:: DATASET ::
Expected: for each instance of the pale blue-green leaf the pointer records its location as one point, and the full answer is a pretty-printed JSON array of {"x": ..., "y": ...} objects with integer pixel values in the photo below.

==

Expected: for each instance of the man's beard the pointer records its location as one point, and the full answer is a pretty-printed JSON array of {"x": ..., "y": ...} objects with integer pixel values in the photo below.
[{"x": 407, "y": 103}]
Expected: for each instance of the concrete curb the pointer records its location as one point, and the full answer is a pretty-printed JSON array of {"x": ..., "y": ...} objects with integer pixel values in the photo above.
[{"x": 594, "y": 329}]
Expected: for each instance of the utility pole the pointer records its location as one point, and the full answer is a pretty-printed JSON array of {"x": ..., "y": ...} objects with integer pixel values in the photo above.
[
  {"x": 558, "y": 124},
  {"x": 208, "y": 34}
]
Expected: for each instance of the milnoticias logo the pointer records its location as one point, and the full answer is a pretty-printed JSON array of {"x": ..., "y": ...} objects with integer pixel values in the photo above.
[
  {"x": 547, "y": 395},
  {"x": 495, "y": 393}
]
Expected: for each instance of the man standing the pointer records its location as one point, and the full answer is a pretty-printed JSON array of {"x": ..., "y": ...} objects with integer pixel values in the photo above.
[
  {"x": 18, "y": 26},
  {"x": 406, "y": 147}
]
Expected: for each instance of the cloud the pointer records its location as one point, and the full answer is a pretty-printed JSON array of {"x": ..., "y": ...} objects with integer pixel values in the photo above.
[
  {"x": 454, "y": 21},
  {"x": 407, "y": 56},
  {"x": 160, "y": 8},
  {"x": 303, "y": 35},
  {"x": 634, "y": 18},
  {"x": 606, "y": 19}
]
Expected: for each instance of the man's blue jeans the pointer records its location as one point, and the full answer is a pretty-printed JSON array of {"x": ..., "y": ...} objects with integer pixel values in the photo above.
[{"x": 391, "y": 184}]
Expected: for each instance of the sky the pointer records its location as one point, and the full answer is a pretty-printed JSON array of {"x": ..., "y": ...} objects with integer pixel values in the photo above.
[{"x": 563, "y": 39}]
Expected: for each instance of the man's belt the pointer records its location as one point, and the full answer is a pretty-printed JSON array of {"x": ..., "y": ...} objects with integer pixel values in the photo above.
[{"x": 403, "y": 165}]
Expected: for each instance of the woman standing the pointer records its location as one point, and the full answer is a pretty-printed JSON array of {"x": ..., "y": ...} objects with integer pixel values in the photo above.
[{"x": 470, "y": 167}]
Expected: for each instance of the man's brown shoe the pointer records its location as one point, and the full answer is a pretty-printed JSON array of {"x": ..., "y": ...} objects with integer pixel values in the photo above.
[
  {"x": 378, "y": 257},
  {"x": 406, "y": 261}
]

--

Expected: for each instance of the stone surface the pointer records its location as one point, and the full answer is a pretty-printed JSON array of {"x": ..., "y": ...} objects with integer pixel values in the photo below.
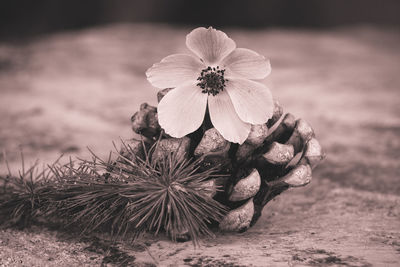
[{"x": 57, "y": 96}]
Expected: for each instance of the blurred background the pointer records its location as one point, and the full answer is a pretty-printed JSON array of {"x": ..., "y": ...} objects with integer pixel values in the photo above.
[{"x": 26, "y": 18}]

:: WHAT THIS TASK INVOLVES ::
Count the lines in the rows above that contain the string "blue", and reply with the number alone.

:: RESULT OF THE EXERCISE ::
2